> Task requirements: Transcribe word for word the lines below from the line with "Target: decorative ironwork panel" through the line with "Where can the dormer", ends included.
=======
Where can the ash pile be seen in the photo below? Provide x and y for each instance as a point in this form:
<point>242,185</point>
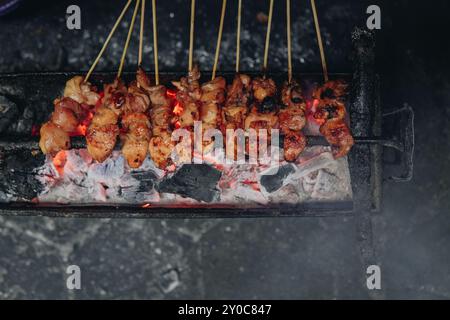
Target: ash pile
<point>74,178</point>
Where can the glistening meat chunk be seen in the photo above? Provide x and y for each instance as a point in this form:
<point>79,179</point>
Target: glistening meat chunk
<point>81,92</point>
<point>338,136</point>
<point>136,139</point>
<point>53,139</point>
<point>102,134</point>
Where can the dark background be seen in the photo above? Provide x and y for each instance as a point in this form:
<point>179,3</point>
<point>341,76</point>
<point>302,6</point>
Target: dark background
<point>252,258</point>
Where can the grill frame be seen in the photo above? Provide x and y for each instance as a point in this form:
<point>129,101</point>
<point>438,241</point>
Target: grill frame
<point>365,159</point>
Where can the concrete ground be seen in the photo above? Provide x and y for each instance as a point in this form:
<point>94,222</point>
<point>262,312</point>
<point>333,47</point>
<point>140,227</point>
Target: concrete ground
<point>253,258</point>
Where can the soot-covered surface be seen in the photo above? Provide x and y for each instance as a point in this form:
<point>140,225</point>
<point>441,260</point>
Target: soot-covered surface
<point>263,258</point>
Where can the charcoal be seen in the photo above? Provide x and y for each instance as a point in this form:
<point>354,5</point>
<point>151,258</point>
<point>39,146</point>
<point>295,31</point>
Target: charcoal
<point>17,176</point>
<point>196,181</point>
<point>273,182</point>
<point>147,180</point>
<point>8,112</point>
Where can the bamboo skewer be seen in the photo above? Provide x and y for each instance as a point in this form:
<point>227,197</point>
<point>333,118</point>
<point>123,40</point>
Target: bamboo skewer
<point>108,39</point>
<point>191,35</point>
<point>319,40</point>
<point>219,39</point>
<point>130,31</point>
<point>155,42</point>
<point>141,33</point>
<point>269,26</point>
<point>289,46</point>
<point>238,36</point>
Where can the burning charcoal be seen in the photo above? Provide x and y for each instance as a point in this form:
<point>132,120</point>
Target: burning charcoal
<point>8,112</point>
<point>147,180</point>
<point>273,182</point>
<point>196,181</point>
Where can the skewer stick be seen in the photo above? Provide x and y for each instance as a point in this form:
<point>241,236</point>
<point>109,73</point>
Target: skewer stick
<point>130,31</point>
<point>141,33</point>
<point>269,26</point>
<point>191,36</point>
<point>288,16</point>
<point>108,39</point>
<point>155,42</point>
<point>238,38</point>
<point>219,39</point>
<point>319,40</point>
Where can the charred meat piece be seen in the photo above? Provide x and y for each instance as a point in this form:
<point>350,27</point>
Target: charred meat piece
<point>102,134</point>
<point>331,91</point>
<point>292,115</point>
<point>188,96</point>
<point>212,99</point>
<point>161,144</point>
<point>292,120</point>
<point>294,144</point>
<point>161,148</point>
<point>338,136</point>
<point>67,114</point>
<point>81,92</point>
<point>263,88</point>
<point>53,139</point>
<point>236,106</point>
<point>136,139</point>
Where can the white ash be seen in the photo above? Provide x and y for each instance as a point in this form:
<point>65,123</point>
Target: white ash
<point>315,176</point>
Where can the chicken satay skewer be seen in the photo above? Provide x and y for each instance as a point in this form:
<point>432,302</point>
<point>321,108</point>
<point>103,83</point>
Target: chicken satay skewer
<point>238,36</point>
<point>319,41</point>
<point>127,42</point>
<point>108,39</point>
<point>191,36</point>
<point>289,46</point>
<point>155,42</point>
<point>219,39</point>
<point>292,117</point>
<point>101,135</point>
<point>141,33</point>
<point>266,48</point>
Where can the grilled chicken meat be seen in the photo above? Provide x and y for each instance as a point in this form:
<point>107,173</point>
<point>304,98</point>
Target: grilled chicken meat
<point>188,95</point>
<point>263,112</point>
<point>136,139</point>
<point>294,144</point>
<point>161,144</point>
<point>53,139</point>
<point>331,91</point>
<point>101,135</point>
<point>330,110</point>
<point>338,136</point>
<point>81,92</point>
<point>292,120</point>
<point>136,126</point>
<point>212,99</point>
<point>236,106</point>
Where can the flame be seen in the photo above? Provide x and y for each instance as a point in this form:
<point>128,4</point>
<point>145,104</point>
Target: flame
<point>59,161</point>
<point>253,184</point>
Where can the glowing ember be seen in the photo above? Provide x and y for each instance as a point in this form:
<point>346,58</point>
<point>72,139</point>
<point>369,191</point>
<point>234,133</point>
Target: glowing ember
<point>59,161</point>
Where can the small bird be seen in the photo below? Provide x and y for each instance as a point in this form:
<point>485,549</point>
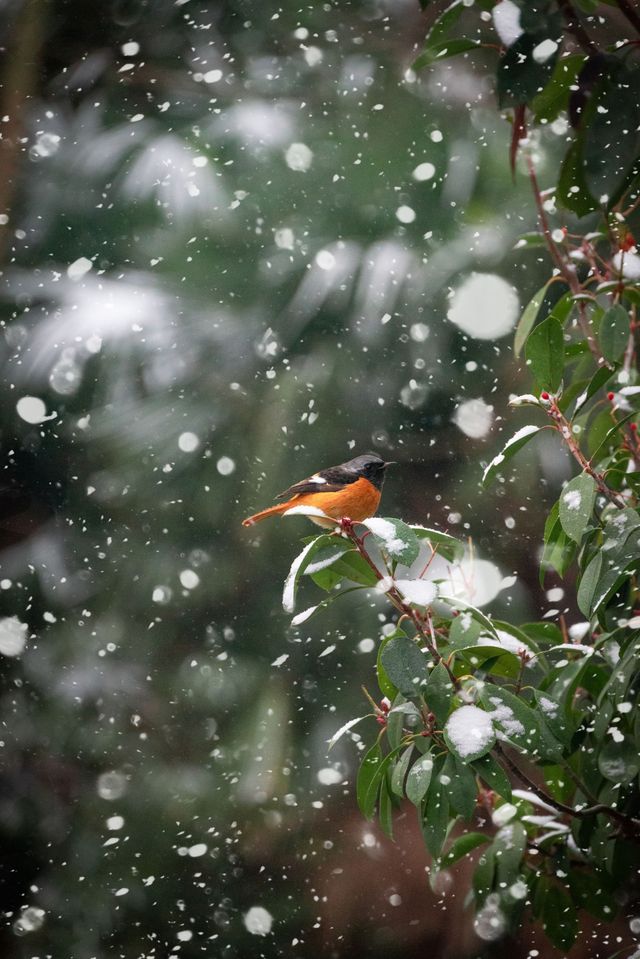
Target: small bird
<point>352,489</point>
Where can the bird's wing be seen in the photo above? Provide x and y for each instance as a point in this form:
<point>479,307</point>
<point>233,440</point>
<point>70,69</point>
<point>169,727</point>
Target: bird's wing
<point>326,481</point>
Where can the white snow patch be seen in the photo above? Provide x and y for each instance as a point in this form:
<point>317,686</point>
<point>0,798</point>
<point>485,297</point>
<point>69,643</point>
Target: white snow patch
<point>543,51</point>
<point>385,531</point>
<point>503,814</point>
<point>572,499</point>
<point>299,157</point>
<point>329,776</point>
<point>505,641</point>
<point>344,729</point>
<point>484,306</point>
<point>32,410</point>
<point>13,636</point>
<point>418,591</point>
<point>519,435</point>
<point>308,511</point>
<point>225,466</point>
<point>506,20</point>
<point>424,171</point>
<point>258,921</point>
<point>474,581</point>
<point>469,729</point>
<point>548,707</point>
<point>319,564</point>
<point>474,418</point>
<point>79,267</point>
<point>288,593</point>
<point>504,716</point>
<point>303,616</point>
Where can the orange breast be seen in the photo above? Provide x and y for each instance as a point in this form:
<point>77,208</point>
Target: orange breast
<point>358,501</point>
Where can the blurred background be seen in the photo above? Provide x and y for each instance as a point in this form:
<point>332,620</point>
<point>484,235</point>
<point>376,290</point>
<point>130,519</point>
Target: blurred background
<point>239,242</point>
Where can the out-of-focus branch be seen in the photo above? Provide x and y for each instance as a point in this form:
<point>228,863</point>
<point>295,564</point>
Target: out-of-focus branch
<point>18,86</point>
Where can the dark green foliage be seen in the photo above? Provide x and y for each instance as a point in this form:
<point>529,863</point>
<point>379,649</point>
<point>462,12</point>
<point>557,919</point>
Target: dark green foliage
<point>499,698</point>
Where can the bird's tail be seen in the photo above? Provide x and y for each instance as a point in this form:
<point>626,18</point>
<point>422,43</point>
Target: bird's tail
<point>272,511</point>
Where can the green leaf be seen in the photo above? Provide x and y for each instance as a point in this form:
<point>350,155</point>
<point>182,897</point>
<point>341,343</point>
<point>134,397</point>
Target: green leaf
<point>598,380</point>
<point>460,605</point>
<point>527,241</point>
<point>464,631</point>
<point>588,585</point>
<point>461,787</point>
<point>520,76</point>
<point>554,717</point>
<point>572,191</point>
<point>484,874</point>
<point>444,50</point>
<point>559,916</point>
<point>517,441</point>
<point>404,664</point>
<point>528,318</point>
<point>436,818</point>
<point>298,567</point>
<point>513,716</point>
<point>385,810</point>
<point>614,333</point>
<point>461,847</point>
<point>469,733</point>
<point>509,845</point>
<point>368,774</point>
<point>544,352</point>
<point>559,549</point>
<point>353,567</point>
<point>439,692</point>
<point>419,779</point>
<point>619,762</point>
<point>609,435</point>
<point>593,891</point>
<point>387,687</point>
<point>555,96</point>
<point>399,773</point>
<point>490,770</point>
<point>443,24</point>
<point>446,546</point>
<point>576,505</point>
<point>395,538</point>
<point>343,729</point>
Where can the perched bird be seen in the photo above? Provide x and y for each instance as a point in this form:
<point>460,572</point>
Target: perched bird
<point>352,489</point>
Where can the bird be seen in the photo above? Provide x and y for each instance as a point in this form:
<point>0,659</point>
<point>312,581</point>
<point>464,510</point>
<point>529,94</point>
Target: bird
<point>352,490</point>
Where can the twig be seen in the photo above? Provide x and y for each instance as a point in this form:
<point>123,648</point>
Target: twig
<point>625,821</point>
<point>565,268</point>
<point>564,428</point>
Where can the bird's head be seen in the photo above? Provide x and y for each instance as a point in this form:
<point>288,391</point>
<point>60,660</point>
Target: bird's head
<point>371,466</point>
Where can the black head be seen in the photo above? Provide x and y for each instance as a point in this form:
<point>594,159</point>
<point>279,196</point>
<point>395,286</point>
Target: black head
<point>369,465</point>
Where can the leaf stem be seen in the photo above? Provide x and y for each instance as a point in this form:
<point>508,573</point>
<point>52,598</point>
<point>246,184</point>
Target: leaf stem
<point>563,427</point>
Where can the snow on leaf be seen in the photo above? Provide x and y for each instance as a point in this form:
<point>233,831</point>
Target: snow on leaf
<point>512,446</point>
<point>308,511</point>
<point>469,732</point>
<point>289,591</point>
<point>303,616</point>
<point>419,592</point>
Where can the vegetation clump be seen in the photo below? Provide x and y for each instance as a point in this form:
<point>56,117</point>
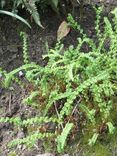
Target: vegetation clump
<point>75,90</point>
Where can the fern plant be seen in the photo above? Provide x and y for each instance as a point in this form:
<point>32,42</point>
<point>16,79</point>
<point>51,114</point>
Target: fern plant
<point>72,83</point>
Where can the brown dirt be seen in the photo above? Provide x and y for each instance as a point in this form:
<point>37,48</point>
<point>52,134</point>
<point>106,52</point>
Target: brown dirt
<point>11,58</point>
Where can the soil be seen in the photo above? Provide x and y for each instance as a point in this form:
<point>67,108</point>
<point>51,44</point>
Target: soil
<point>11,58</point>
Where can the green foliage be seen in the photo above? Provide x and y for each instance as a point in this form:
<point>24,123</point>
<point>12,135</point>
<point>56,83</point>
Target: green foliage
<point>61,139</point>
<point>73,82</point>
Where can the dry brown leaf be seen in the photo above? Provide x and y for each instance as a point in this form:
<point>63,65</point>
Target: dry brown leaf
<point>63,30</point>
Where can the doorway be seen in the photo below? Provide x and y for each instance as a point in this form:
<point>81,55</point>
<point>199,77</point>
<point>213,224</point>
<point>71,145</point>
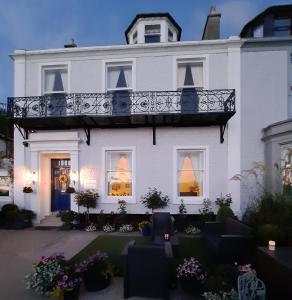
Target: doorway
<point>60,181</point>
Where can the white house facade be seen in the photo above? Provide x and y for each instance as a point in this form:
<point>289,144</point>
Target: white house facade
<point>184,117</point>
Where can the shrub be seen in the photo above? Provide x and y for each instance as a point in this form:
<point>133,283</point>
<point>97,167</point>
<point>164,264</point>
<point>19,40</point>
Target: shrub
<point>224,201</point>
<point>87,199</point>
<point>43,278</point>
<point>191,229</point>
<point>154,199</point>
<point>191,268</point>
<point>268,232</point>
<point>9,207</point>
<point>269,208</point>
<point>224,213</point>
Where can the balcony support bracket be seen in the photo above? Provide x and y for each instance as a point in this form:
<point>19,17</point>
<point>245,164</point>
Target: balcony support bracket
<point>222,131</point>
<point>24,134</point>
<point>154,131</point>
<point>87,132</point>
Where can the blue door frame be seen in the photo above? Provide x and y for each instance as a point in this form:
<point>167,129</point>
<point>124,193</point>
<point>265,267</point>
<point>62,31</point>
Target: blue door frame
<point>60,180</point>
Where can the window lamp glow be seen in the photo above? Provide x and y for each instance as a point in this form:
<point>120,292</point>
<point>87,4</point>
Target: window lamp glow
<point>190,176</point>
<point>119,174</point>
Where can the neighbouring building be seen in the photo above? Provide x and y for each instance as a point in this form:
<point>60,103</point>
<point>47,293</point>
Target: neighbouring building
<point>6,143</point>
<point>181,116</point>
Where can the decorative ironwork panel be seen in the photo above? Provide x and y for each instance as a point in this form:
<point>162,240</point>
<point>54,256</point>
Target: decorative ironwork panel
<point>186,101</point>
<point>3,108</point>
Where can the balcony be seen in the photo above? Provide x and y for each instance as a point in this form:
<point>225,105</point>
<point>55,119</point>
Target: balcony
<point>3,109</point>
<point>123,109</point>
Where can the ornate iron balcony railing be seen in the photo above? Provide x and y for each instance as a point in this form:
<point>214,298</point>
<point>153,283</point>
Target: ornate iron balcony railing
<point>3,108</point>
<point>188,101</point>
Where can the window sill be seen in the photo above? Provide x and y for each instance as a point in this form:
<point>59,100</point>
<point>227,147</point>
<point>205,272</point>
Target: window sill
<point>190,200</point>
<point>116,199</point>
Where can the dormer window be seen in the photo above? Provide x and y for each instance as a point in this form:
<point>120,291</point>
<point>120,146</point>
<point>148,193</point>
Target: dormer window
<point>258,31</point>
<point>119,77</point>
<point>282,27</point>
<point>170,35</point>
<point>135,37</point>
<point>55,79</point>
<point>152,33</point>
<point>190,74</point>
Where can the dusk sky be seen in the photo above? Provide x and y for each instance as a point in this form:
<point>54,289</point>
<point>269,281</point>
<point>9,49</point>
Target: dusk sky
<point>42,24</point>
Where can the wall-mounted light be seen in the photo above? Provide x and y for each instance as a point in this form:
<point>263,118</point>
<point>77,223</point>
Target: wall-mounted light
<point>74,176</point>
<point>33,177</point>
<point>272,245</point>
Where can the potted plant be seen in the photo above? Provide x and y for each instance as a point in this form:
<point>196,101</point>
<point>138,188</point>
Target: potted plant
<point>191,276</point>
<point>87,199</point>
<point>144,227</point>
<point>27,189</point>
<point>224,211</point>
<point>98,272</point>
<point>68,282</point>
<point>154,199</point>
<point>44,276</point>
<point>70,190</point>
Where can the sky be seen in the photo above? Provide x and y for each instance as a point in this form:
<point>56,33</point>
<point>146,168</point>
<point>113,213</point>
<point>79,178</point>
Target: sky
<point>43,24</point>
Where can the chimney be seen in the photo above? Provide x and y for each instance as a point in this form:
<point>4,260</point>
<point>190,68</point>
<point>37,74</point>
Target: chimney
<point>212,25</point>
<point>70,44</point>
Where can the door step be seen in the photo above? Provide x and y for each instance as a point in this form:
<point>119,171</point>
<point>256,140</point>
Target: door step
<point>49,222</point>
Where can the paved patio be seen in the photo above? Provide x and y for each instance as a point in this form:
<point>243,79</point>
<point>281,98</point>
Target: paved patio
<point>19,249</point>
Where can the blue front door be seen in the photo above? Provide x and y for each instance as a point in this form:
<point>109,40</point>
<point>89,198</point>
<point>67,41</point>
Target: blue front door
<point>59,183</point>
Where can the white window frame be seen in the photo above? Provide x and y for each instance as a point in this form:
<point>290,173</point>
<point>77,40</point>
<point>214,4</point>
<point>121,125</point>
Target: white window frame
=======
> Answer to this problem:
Target: decorative ironwork panel
<point>186,101</point>
<point>3,108</point>
Where can the balcony be seen in the photo above? Provide x and y for each instance as a point in this form:
<point>225,105</point>
<point>55,119</point>
Target: balcony
<point>3,109</point>
<point>123,109</point>
Where can the ornate iron balcony railing be seen in the photo above? Provide x and y for each instance as a point in this form:
<point>214,298</point>
<point>153,283</point>
Target: ornate iron balcony railing
<point>3,108</point>
<point>188,101</point>
Where can the window sill be seen in the photo above? Provide x and y for each instance as a point in this form:
<point>59,100</point>
<point>227,147</point>
<point>205,272</point>
Target: window sill
<point>190,200</point>
<point>116,199</point>
Where can the dormer window be seen in the photo above? Provide x and y for each instance as a point in this form:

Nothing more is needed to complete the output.